Excerpted text:

# # #

José Reinaldo de Lima (born 11 January 1957) is a former Brazilian footballer who played as a striker. He is popularly known as Reinaldo or Rei (The King). Widely regarded as one of the greatest strikers in the history of Brazilian football, Reinaldo played most of his career for Atlético Mineiro, is considered by many the most important player in the club, and still holds the record of highest goal average per game in the Brazilian league, with 1.55 goals per match in the 1977 Brazilian Championship, at a time when Atlético Mineiro was regarded to have one of the best teams in the world.

Legendary Brazilian midfielder Zico considered him the best player he had ever seen, believing that he would have been the greatest Brazilian player after Pelé if not for injuries.

Clubs and years active
Reinaldo played 30 matches and scored 14 goals for the Brazilian national team between July 1975 and May 1985, including the 1978 FIFA World Cup, where he scored one goal against Sweden. He also scored the qualifying goal for Brazil's participation in the 1982 FIFA World Cup held in Spain, but was not included on the team, apparently due to injury.

# # #

Lines of data:
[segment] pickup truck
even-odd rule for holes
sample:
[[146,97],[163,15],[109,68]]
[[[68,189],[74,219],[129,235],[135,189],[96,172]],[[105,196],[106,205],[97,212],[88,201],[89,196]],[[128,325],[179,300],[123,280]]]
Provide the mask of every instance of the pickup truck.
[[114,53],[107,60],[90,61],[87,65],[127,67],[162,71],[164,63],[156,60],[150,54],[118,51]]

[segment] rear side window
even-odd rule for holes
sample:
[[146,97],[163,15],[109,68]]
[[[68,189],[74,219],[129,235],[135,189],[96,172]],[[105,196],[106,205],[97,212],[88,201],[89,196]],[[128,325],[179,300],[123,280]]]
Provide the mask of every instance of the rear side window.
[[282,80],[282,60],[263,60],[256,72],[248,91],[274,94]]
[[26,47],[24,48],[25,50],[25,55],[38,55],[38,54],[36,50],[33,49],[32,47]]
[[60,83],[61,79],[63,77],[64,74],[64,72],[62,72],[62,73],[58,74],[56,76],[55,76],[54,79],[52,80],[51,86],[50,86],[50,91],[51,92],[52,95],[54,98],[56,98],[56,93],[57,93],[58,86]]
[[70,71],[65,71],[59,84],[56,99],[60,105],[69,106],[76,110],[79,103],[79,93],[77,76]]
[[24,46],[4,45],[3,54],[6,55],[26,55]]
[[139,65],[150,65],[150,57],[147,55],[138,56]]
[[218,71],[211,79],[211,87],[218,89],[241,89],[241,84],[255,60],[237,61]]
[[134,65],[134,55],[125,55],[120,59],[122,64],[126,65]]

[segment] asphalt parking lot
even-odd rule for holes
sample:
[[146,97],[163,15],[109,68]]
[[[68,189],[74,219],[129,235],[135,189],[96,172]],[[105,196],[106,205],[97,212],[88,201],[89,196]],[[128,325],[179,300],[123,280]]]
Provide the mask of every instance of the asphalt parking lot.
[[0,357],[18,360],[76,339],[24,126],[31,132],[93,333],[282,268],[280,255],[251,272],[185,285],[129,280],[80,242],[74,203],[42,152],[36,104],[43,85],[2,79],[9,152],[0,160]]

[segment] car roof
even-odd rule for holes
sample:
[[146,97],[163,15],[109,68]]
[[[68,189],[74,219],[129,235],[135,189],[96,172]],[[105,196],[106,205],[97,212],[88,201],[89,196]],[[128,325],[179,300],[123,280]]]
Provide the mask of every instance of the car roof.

# # #

Exercise task A: In the Reinaldo biography, what goal average per match did he record in the 1977 Brazilian Championship?
Exercise task B: List every year that appears in the Reinaldo biography.

Finished answer A: 1.55 goals per match

Finished answer B: 1957, 1975, 1977, 1978, 1982, 1985